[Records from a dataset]
..............................
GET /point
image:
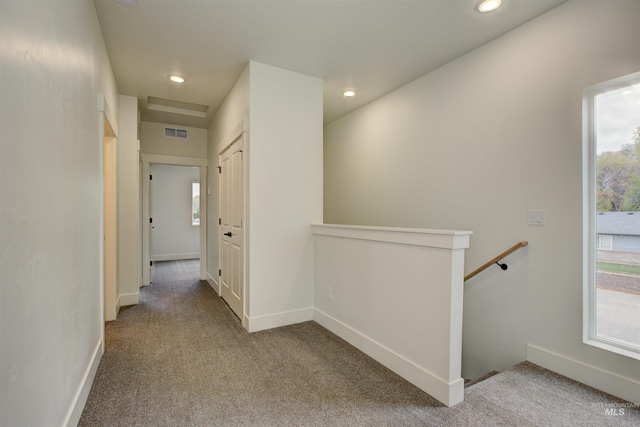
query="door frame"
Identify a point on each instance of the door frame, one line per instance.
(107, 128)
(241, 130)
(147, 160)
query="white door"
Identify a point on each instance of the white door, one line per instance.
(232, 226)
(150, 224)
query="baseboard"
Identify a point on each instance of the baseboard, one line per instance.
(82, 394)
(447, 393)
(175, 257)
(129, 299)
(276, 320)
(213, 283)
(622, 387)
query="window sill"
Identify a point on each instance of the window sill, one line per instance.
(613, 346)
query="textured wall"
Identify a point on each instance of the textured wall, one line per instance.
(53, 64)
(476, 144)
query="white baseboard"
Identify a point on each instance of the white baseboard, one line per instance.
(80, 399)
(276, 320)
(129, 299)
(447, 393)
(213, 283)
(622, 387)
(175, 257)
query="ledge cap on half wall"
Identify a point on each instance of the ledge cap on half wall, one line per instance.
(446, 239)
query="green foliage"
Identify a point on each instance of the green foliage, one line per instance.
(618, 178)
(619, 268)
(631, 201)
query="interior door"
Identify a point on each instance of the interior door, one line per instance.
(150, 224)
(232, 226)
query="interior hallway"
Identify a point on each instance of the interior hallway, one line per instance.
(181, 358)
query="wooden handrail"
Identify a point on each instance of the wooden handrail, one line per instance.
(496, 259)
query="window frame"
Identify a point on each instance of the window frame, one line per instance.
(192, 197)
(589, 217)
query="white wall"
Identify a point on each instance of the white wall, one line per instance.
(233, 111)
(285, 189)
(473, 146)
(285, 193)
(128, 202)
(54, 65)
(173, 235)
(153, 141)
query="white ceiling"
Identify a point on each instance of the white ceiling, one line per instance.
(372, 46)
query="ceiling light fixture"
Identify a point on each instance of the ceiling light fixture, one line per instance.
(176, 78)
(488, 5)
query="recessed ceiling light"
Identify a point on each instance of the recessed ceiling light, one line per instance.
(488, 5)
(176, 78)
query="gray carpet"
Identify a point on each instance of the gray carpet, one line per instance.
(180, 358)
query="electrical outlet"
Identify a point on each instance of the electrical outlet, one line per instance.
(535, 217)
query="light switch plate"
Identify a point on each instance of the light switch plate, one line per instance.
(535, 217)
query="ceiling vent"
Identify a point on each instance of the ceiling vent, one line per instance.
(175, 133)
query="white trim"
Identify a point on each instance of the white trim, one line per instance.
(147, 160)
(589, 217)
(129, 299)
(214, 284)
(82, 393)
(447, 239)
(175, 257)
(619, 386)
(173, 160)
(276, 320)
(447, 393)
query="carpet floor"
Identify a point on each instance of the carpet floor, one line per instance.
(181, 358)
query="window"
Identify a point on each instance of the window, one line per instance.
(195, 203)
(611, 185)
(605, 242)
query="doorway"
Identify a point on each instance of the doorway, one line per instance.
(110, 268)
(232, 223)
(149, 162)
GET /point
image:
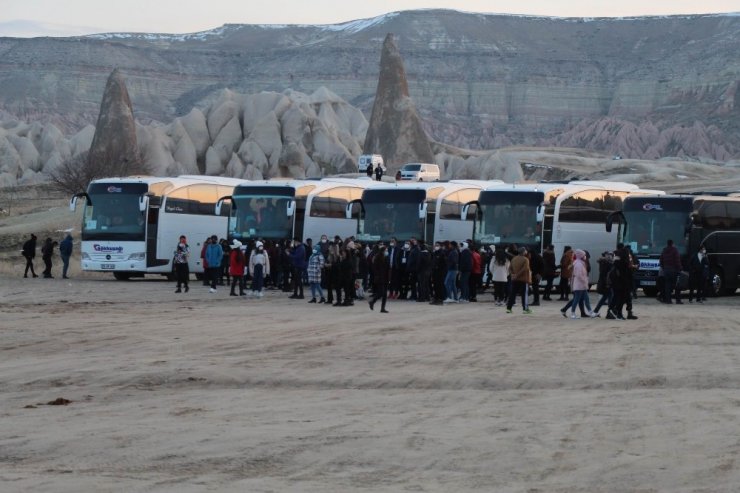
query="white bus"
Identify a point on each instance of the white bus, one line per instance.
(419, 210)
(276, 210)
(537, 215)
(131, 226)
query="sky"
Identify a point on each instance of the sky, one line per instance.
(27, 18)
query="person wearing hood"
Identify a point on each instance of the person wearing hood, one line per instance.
..............................
== What needs to be done ==
Skip every picture and transcribe the data above exactly.

== Response to this task ==
GET /point
image:
query="door frame"
Identify a point on each instance of the door frame, one line per instance.
(107, 128)
(241, 130)
(147, 160)
query="white door"
Identify a point on each instance of the white door, one line per instance.
(232, 226)
(150, 224)
query="baseboard"
Identify a point on each instance of the baseboard, one line per instance.
(82, 394)
(447, 393)
(175, 257)
(129, 299)
(276, 320)
(213, 283)
(622, 387)
query="window sill"
Identify a point on each instance of the window sill, one line per instance.
(613, 346)
query="textured wall"
Identify a point on each instance of the textured wall, one line per instance.
(53, 64)
(476, 144)
query="white baseboard"
Identify a point on each instance of the white baseboard, one line per instance.
(80, 399)
(276, 320)
(129, 299)
(447, 393)
(213, 283)
(622, 387)
(175, 257)
query="ledge cap on half wall"
Identify a point on each instance of the ledge cap on half wall, one line per instance.
(446, 239)
query="green foliage"
Identify a point on each instance of the green foliage, one line per instance.
(618, 178)
(619, 268)
(631, 201)
query="interior door"
Identify a point on each instance of the interior door, one line per instance.
(150, 224)
(232, 226)
query="interior hallway"
Identify a point on each instance of the interior hallway, one line per instance.
(181, 358)
query="wooden handrail"
Identify a point on each instance of the wooden handrail, one line per instance.
(496, 259)
query="window frame"
Identify a point on each instance of the window frame, one line per instance.
(192, 197)
(589, 217)
query="white wall"
Identify a point on each instance of the white wall, one line per instance.
(233, 111)
(285, 189)
(473, 146)
(285, 193)
(128, 202)
(54, 65)
(173, 235)
(153, 141)
query="white ceiling"
Identify a point on each instance of the white ceiling, one line per instance.
(372, 46)
query="ceiling light fixture"
Identify a point on each instance of the ceiling light fixture, one line per instance.
(176, 78)
(488, 5)
query="recessed ceiling light"
Identify a point on each instance of the recessed ceiling light, one line per instance.
(488, 5)
(176, 78)
query="gray carpet"
Identify a point on each instance of the gray carpet, one line per instance.
(180, 358)
query="electrical outlet"
Identify a point on each instance of the electrical outlet, one line per instance.
(535, 217)
query="light switch plate"
Identify a point on each instance of the light switch plate, one line per instance.
(535, 217)
query="ceiling vent"
Identify a point on each instance of the ceiling vent, one line per instance.
(175, 133)
query="white trim"
Identify a point on each instance of the white trim, one line per instance.
(147, 160)
(589, 217)
(129, 299)
(214, 284)
(82, 393)
(447, 239)
(175, 257)
(619, 386)
(173, 160)
(276, 320)
(447, 393)
query="carpet floor"
Identify a point on each instance of the carpet floor, one line per instance.
(181, 358)
query="window"
Identify a point on each instance of the window, one line per instance.
(195, 203)
(611, 185)
(605, 242)
query="doorway"
Identify a point on each instance of the doorway, one line per instance.
(110, 268)
(232, 223)
(149, 162)
GET /point
image:
query="white bus"
Identify a point on each instance of the white bus, one line per instance.
(419, 210)
(276, 210)
(537, 215)
(131, 226)
query="sky"
Identify a point on each instance of the sky, one line per instance.
(27, 18)
query="person wearing hood"
Identify a point on each instance of the person wearing hood, one line per instance.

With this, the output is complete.